Direction.
Extract the full set of records, then give each one again exactly.

Records for the exercise.

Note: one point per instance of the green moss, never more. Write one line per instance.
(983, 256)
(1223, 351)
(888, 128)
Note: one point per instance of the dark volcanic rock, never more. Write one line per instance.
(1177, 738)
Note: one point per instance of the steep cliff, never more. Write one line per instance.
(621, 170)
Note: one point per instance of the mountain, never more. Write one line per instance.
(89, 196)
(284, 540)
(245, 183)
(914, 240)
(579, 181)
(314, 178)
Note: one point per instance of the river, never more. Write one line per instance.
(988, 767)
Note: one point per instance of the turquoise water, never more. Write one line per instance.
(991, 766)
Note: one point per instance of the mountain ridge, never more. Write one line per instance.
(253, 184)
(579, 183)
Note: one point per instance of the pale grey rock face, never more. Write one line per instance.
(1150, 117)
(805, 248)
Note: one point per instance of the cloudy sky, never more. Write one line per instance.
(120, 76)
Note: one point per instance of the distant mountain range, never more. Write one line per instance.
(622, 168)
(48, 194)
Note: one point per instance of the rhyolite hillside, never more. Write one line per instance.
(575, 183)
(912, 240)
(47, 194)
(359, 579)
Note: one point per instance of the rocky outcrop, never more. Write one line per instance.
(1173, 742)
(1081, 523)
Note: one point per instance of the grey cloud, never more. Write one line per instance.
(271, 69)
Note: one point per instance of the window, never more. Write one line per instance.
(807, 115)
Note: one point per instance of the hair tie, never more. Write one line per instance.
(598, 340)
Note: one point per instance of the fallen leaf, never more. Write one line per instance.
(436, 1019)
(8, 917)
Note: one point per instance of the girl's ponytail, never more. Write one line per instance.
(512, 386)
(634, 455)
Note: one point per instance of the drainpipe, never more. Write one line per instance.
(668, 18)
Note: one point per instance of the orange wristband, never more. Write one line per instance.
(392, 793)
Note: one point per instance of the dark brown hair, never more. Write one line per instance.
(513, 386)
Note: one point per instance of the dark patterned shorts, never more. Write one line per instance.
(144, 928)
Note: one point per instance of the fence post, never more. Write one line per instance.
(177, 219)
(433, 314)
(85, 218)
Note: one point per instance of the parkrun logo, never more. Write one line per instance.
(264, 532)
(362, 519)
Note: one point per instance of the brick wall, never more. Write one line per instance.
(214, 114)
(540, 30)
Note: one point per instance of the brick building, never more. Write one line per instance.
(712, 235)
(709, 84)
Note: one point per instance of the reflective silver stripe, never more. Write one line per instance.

Solved problem.
Note: one point per instance of the green moss, never more. Write one line per instance.
(983, 256)
(1223, 351)
(888, 128)
Note: one point per instance of the dark volcanic rock, never more. Write one line per instance.
(1177, 738)
Note: one point per instance of the steep cliff, never more. Write one line per instance.
(621, 170)
Note: one point per instance of the mountain, never more. Write one line per instance.
(89, 196)
(284, 540)
(245, 183)
(914, 240)
(579, 181)
(314, 178)
Note: one point per instance of the river, never more. Write one line per instance.
(988, 767)
Note: one point per instance of the turquoise water, never more. Write one line per instance.
(991, 766)
Note: one point per instance of the mountain ridge, never more. Write one line per instance.
(253, 184)
(579, 183)
Note: one point per instance of the pale grey rock face, never more. Write one line per instance.
(1150, 117)
(805, 248)
Note: one point per instance of the cloudy sky, never more. Write one line per instance.
(120, 76)
Note: one point per instance of the distant mountain range, never more. Write one line per instance.
(622, 168)
(48, 194)
Note: one point per instance of the rhyolite hillside, never more. Write one line per instance.
(575, 183)
(912, 240)
(47, 194)
(359, 579)
Note: one point per instance of the rocky outcrop, never more. Write one line per instance.
(1173, 742)
(1081, 523)
Note: one point per instance of the grey cloud, never more. Write one line per instance.
(271, 69)
Note: one point per instance of the window, never more. Write one line per instance.
(807, 115)
Note: one point per instance of the hair tie, never more. Write one line per instance.
(598, 340)
Note: one point per instance of the fallen leaf, never more. Write one line per instance.
(436, 1019)
(8, 917)
Note: one point per instance of the girl's ponytail, never more. Write one line per instance.
(512, 386)
(634, 455)
Note: one point per instance of the drainpipe, never more. Write one line per instance.
(668, 18)
Note: one point per instance of the orange wristband, never more. Write one line per instance.
(392, 793)
Note: one point per instance of the dark brown hair, never more. Write one line per instance.
(513, 386)
Note: one point per instance of the dark patterned shorts, never more. Write one line per instance.
(144, 928)
Note: one point per instance of the fence post, never more. Write one line per instance.
(177, 219)
(433, 314)
(85, 218)
Note: one point per instance of the parkrun logo, never more. Write one line per instance.
(264, 532)
(362, 519)
Note: one point per instance of the brick wall, never more. Write one line per instance.
(214, 114)
(540, 30)
Note: one point per instance of the brick building, never more. Write one line per instance.
(712, 235)
(709, 84)
Note: one point per instance of the reflective silver stripe, never more. Write one line per instance.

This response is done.